> [Written instruction]
Could you lay out all the records below as a numbered list, leaving out blank lines and the pictures?

--- start of Input records ---

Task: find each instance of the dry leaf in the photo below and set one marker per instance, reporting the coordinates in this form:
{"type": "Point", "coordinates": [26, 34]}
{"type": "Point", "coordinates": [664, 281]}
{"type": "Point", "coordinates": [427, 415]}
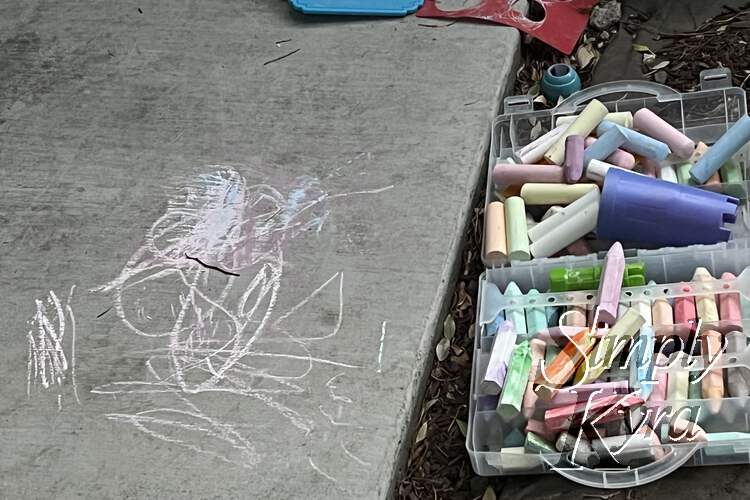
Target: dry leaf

--- end of Input records ---

> [Completed task]
1. Task: find each instance of the dry leaf in the photo below and set one marker per instance, reporting the coordinates in this form:
2. {"type": "Point", "coordinates": [26, 34]}
3. {"type": "Point", "coordinates": [664, 281]}
4. {"type": "Point", "coordinates": [427, 415]}
5. Target: dry leaf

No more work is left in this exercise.